Records for this exercise.
------------

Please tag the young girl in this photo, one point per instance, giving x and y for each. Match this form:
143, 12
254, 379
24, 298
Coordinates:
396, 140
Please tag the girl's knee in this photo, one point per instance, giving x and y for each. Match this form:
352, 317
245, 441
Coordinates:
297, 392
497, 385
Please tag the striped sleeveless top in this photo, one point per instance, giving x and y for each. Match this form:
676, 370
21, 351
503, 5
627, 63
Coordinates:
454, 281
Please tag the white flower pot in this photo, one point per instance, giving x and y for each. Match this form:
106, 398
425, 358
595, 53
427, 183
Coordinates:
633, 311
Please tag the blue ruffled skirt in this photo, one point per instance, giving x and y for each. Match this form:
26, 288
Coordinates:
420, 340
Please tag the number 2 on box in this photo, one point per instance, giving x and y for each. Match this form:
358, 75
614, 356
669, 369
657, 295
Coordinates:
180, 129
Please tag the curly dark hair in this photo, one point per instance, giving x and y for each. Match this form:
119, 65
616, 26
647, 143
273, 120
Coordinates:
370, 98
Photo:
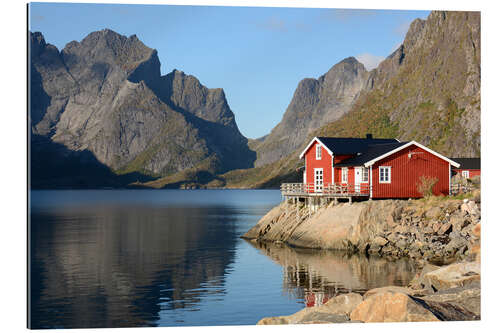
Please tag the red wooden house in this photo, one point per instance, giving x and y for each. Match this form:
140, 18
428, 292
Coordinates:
469, 167
378, 168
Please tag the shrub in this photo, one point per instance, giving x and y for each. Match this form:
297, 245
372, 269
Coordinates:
425, 185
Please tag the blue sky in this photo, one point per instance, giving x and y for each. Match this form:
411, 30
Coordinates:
257, 55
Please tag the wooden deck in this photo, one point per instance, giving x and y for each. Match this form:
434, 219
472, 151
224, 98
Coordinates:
293, 190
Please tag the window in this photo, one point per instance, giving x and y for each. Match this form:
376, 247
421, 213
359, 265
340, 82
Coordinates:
384, 174
344, 175
364, 178
318, 151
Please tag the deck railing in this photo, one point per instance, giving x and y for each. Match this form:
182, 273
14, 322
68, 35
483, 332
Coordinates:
336, 189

------------

Required action. What you return should be the entries from above, unchanged and without their images.

Output.
Please tag the young girl in this photo, one point per instance, giving x and y for each. Match this form:
143, 12
254, 379
24, 298
Coordinates:
396, 140
Please tag the girl's knee in this photo, one point per instance, giving x and y for each. Match this form:
352, 317
245, 441
Coordinates:
297, 392
497, 385
Please tag the striped sleeveless top in this photo, one point per instance, giving x and y for each. Match this form:
676, 370
21, 351
503, 5
627, 63
Coordinates:
454, 281
Please tag the white flower pot in this photo, one point per instance, giving x and y for each. Match this form:
106, 398
425, 358
595, 53
427, 183
Coordinates:
633, 311
Please tag the blue ruffled skirt in this photo, one point per instance, giving x and y for each. Match this form:
26, 288
Coordinates:
420, 340
Please tag the number 2 on box in this photo, one point per instance, giving x and y for each. Match this form:
358, 75
614, 356
669, 369
657, 295
Coordinates:
180, 129
Please tag the curly dark hair in this photo, one point per instance, giving x and y for each. Match this form:
119, 65
616, 26
647, 143
273, 120
Coordinates:
370, 98
Photo:
Please tag the red wooden house in this photo, one point per instance, giving x and y for each. Match this form:
140, 18
428, 292
Coordinates:
469, 167
378, 168
Please tag the shrub in this photo, one point per instance, giving x and y for each. Match this form:
297, 245
372, 269
Coordinates:
425, 185
Please tag the blue sky in this photo, one point per instance, giving x and y for each. Match this form:
411, 30
Coordinates:
257, 55
Please tag the wooden deck in this photo, one point per instance, giving x and y for each. Match this form:
434, 219
472, 151
224, 98
Coordinates:
293, 190
Please tag the window in this photo, one point per instance, giving x and y for each. Match this form:
376, 247
421, 213
359, 265
340, 82
Coordinates:
384, 174
344, 175
364, 178
318, 151
Please tag the deck railing in this photo, one point per instance, giving x and y for each. Match this form:
182, 273
14, 322
68, 35
483, 332
Coordinates:
336, 189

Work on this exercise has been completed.